Trecho para leitura =>

Em Relance da alma japonesa, volume
publicado em 1926, Moraes “fez uma apresentação do haicai que fugiu por
completo ao registro do exotismo pitoresco” (FRANCHETTI, 2012: 38), abordando
a estrutura da língua japonesa, normas gramaticais, gêneros poéticos e recursos
estilísticos de uma literatura que, até então, era desconhecida em Portugal. Relance da alma japonesa não é um livro
erudito, nem uma simples narrativa de viagem, mas o documento sincero de um
europeu que desejou sentir a cultura estrangeira que tanto o fascinava. No
primeiro capítulo da obra, o autor procura justificar o título, definindo a
palavra alma como “transcendência,
isto é, a significação do pensamento íntimo do indivíduo, dos indivíduos, na
apreciação das coisas” (MORAES, 1926: 11). Ele se propõe a “relancear em
espírito o modo de ser da família japonesa, no tocante à sua apreciação racial[1]
das coisas, como ela as vê, como ela as sente” (idem). Reconhece a dificuldade
do seu propósito, uma vez que “a alma japonesa é, para nós, europeus, e mais do
que a de qualquer outro povo, um caprichoso e enorme ponto de interrogação,
refratário a quaisquer averiguações” (idem, 15), mas justifica-se dizendo que
“não tomo muito a sério a dificuldade em que me vejo. Palestro apenas com o
leitor. Relanceio o meio em que me
acho; aponto fatos, como eles se dão, ou me parece darem-se; busco tirar
conclusões, porém sem esperança de alcançá-las” (idem). Prossegue o autor: “Em
todo caso, sigo um método de estudo, para não me desorientar por completo; e
chegarei à última página deste livro, sem sombra de remorsos por ter errado mil
vezes o caminho para onde me levou a fantasia” (idem). Nas páginas seguintes,
Wenceslau de Moraes apresentará minuciosas descrições da sociedade japonesa,
comentando aspectos de sua religião, idioma, educação, política, literatura,
arte, conceitos sobre o amor e a morte, sempre no meio fio entre a informação objetiva
e a impressão subjetiva. Sobre a escrita japonesa, escreve o autor:
“Na língua japonesa, quando escrita (ou
pintada, porque o pincel substitui a pena), as palavras escrevem-se de cima
para baixo e da direita para a esquerda, ao contrário do que sucede com as
línguas européias; empregando símbolos gráficos, silábicos, que os japoneses
inventaram, ou então os caracteres ideográficos (...). Desse processo de
escrever, deriva o fato de que a primeira página de um livro japonês
corresponde à última de um livro escrito a nossa moda.” (MORAES, 1925: 30)

Exercício proposto => Continue o texto acima sobre o livro Relance da alma japonesa, começando logo após a citação final.

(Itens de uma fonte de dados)
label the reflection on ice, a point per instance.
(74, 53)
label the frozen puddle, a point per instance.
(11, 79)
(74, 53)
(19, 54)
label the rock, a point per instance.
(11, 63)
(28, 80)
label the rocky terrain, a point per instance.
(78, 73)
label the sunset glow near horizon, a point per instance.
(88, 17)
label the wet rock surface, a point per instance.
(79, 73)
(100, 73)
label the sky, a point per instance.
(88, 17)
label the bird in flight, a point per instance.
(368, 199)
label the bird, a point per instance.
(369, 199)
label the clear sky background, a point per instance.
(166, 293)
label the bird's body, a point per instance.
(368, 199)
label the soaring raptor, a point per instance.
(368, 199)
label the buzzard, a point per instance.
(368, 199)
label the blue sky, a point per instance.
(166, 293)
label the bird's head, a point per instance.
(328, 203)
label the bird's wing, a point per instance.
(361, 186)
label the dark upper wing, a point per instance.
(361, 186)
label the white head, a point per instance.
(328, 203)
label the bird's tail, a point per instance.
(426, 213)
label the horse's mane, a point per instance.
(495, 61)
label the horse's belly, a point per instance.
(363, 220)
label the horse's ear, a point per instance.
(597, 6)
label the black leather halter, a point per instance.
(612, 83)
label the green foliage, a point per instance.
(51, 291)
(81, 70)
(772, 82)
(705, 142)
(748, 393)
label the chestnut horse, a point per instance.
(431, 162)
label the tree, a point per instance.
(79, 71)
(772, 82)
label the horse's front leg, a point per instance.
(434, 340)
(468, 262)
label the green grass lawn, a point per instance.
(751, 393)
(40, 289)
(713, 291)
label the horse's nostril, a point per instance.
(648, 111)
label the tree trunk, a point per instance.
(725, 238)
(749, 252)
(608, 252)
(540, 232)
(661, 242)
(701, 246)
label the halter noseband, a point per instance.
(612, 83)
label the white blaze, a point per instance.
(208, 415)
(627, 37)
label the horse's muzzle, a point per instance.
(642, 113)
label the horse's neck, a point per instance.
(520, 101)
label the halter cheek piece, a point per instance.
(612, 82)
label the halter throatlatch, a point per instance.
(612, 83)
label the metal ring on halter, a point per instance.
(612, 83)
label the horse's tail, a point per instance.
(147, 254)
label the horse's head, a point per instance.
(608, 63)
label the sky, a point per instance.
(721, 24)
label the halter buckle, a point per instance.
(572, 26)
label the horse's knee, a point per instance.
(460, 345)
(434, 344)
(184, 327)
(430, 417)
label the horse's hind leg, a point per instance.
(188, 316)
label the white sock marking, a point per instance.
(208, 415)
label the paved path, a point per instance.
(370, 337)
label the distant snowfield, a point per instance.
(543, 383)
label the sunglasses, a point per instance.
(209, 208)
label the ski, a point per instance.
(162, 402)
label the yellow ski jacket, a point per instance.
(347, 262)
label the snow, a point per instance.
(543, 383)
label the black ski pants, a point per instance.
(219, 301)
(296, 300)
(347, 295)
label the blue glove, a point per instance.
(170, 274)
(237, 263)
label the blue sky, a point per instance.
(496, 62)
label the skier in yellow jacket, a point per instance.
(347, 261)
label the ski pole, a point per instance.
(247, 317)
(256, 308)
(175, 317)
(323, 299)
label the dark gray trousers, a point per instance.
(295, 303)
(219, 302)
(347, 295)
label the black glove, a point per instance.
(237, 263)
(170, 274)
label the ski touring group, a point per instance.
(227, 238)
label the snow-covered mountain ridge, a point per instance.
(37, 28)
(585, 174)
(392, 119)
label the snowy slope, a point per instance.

Resultado da tarefa =>
O autor
português, atento à relação entre poesia, caligrafia e pintura, destaca os
materiais utilizados na escrita (o pincel, a pena), a diferença entre os sinais
gráficos que representam sons e os caracteres ideográficos, que são figuras
abreviadas, bem como a peculiar forma de leitura da escrita japonesa, tão
diversa da conhecida nas línguas ocidentais. Wenceslau de Moraes observa a
relação íntima entre as regras gramaticais e os conceitos filosóficos que
moldaram a cultura e a sociedade japonesa, com percepção acurada: “Não há
artigos na língua japonesa. O substantivo e o adjetivo são invariáveis quanto
ao número e quanto ao gênero, denominações gramaticais que os japoneses
desconhecem” (idem, 34). A diferença entre a lógica gramatical do idioma de
Bashô e sua equivalente na língua de Camões não é considerada por Moraes como
deficiência ou falha, e sim como reflexo, no mundo das palavras, de conceitos
espirituais: “Começamos a adivinhar aqui
um conceito da mais alta importância psíquica, na mentalidade do nipônico: a impersonalidade
humana, perante os fenômenos da vida” (idem). O agente individual, numa cultura
regida pelos princípios de Confúcio e Hui-neng – sexto patriarca do zen budismo
chinês –, é algo “de somenos importância, em presença do grandioso drama da
natureza criadora” (idem). Prossegue o autor:
Na língua japonesa, se excetuarmos um ou
dois termos raramente empregados, que designam a primeira pessoa, pode dizer-se
que não há pronomes pessoais. A consequência imediata deste curiosíssimo
fenômeno filológico é não haver senão uma palavra para cada modo e tempo de
cada verbo. (...) Na conjugação dos verbos japoneses, não se tem em conta as
pessoas. (...) Estabelecida claramente esta distinção, pode e deve-se dizer que
não existe sujeito gramatical em japonês. Com efeito, ficou notado que a noção de
pessoa, isto é, de um ser subsistente e potencial, não existe nesta língua. A
consequência rigorosa deste fato é a impersonalidade absoluta no verbo, o qual
não exprime mais do que a existência de um acontecimento, de um estado ou de
uma paixão, sem relação com a pessoa. (idem, 38)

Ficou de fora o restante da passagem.